- _Exercise instructions_: Every record below must come back exactly as written, with the images dropped.
+ + + + +
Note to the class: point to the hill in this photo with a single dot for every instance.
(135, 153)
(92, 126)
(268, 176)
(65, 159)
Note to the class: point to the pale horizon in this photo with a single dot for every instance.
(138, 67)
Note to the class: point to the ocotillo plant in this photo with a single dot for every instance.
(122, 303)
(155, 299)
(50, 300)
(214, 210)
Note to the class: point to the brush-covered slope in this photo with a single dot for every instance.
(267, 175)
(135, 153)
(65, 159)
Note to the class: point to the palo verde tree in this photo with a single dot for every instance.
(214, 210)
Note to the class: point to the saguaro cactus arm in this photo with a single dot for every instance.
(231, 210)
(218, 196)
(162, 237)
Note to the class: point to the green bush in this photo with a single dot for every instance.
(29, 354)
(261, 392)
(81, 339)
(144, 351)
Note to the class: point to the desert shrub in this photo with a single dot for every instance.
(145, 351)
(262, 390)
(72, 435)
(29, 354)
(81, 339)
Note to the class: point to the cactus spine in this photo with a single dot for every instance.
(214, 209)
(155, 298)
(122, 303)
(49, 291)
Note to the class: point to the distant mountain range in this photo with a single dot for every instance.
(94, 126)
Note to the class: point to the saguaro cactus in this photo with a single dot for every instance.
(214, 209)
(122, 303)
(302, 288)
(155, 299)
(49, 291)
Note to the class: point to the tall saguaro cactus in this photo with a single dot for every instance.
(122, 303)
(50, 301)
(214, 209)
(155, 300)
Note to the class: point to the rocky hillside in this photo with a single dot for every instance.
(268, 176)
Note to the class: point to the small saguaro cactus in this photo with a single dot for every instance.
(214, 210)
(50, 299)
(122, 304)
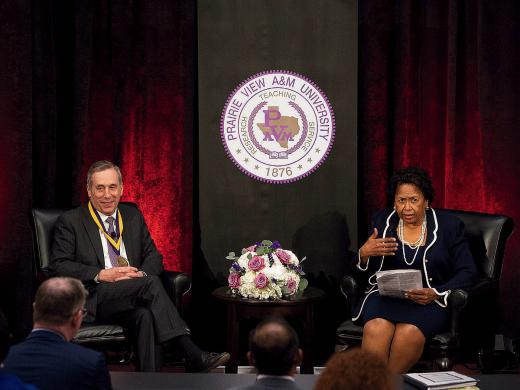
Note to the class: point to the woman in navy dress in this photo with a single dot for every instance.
(411, 236)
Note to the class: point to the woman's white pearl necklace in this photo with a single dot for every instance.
(412, 245)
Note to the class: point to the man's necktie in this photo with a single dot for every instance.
(111, 252)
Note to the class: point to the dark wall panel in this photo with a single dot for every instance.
(237, 39)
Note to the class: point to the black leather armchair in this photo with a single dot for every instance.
(95, 335)
(474, 311)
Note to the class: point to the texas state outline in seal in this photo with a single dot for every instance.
(277, 126)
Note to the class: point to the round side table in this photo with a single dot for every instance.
(240, 308)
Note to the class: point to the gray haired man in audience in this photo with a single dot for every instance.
(47, 358)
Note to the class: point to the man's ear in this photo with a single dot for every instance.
(250, 358)
(299, 357)
(76, 319)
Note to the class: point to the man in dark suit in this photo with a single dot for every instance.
(108, 247)
(47, 358)
(273, 350)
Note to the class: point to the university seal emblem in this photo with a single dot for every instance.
(277, 126)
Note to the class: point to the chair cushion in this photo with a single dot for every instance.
(349, 333)
(91, 333)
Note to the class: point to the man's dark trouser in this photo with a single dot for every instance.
(143, 306)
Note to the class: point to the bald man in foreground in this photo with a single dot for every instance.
(273, 350)
(47, 358)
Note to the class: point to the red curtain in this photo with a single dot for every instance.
(438, 84)
(138, 111)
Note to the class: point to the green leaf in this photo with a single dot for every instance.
(303, 285)
(231, 256)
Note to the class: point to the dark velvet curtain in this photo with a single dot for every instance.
(438, 88)
(82, 81)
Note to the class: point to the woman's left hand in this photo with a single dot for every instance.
(422, 296)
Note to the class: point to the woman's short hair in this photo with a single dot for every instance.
(415, 176)
(355, 369)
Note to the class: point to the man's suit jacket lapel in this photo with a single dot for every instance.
(93, 235)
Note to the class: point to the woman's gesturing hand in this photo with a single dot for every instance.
(378, 246)
(422, 296)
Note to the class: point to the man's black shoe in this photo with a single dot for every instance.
(208, 361)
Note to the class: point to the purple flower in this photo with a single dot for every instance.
(291, 285)
(236, 266)
(256, 263)
(251, 248)
(234, 280)
(283, 256)
(276, 245)
(261, 280)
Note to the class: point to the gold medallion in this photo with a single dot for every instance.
(122, 262)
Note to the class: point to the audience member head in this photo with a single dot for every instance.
(273, 348)
(59, 305)
(355, 369)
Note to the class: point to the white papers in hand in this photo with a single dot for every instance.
(395, 283)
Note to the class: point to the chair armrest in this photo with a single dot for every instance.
(459, 298)
(349, 288)
(176, 284)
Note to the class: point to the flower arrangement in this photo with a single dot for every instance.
(266, 271)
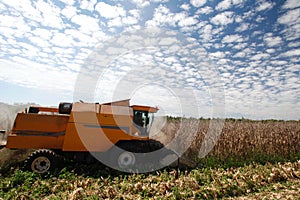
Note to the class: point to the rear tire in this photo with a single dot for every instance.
+ + + + +
- _Task solution_:
Note to the class: point to the hill in this photo with a single dot for every instance.
(135, 153)
(92, 126)
(268, 176)
(65, 159)
Note to the class: point to the pale horizon in this photo with a single dot for every instance.
(138, 67)
Note to the class: point to the ocotillo plant in this photo with a single dot for every instance.
(122, 303)
(155, 299)
(50, 300)
(214, 210)
Note to the class: point to the brush-covered slope in this photo with a single dot for every instance.
(267, 175)
(135, 153)
(65, 159)
Note to the class: point to the palo verde tree in this photo with a single dot for every instance.
(214, 210)
Note to the class: point to the saguaro cactus arm in this photo with a single dot for every instance.
(231, 210)
(218, 196)
(162, 237)
Note to the class: point to the green bush in this photo with a single dot for every instance.
(29, 354)
(261, 392)
(81, 339)
(144, 351)
Note to the class: point to the desert shrub in this photo with a single dot for every instance.
(145, 351)
(262, 390)
(72, 435)
(29, 354)
(81, 339)
Note to the class: point to the cactus spine in this photo with a single dot for every instance.
(214, 209)
(155, 298)
(122, 303)
(49, 291)
Note to the class: point to the distant mountain range in this photo with a single dot for every instance.
(94, 126)
Note to the class: point to the saguaro cactus in this photo with a single dot for every instance.
(214, 209)
(122, 303)
(302, 288)
(155, 299)
(49, 291)
Note to the class: point to the tall saguaro cactus in this photo with a single dot for every instance.
(122, 303)
(50, 301)
(214, 209)
(155, 300)
Note to the class: point to the rocky hillside in this photo with a single dot for every instance.
(268, 176)
Note to the class: point to the small saguaro cactus in this photo with a single dot for every instance.
(214, 210)
(50, 299)
(122, 304)
Note to the class: point to the woman in navy dress in this photo with a single dot for every instance.
(411, 236)
Note to the class: point to the woman's white pearl necklace in this photo with a single dot for every instance.
(412, 245)
Note to the class: point to the man's necktie in this photo with a single dot for every instance.
(111, 252)
Note to the class: point to the dark wall panel in this photo with a single dot for every instance.
(237, 39)
Note to the class: point to the black leather armchair in this photo with a single dot for every instance.
(95, 335)
(474, 311)
Note to the class: point to the texas state outline in seal in this photo with a single dot for every instance.
(277, 126)
Note to the class: point to the round side table in this photo with a single dot for every instance.
(240, 308)
Note to the class: point to the gray haired man in audience in this photo with a single dot for every instance.
(47, 358)
Note to the class: point to the man's ear in this photo with a single dot for every instance.
(250, 358)
(299, 357)
(76, 319)
Note to the class: point to the man in dark suit in this photo with a single dot for every instance.
(108, 247)
(47, 358)
(273, 350)
Note to the class: point to the university seal emblem in this photo with a single dot for every instance.
(277, 126)
Note to the class: point to the chair cushion in this photo with a single dot for every instance.
(349, 333)
(91, 333)
Note to the class: point to the man's dark trouser in this photo with a single dot for every instance.
(143, 306)
Note to the class: point to the bald man in foreground in this photo with a single dot for every instance.
(273, 350)
(47, 358)
Note to the class: point to the red curtain in this photo with a single dot for every instance.
(438, 84)
(138, 111)
Note to the class: point to the green leaf in this photo with a single dot for every instance.
(303, 285)
(231, 256)
Note to the class: point to the dark velvet curtain in this photo with a single dot for every instance.
(438, 88)
(82, 81)
Note to the class: point to the woman's left hand in this photo with a single dot for every instance.
(422, 296)
Note to the class: point to the woman's short hair in this photo with a single dot for every instance.
(415, 176)
(355, 369)
Note to the class: point to the man's suit jacket lapel in this photo with a single dot for every instance.
(93, 235)
Note to the class: point to the woman's gesturing hand in this photo with a single dot for every instance.
(378, 246)
(422, 296)
Note to the class: point to the man's black shoe in this photo with a single dot for every instance.
(208, 361)
Note to the class: point to the purple flower in this photo with a single dot for every instance.
(291, 285)
(236, 266)
(256, 263)
(251, 248)
(234, 280)
(283, 256)
(276, 245)
(261, 280)
Note to the class: point to the gold medallion in this photo with a single dot for every instance.
(122, 262)
Note to the class: point to the audience member head in this photo with a single dot for every instance.
(273, 348)
(59, 305)
(355, 369)
Note to the class: point to the white papers in hand in this photo with a single dot for every instance.
(395, 283)
Note to the class: point to the chair armrest in this photo with a single dot for every instance.
(459, 298)
(349, 288)
(176, 284)
Note to the class: point to the flower arrangement in this photo with a single dot for every instance.
(266, 271)
Note to the class: point to the rear tire in this photo with a single dot for every instance.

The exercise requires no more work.